PROBLEM DETAILS.
Copy these rows exactly as they appear, line for line.
#####
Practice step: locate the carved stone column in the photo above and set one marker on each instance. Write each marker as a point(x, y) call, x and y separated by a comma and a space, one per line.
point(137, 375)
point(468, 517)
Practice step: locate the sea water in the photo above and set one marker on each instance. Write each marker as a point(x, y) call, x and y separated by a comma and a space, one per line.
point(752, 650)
#####
REPLY TO THE EXERCISE.
Practice step: locate the carved stone column in the photo above and set one marker on each instance. Write each marker as a point(x, y) call, x and y separated by a comma and a space, one per line.
point(137, 375)
point(468, 517)
Practice step: locate the sea water in the photo above and set one marker on each instance. Write each marker as a point(x, y) call, x and y separated by a comma and a space, one per line.
point(752, 650)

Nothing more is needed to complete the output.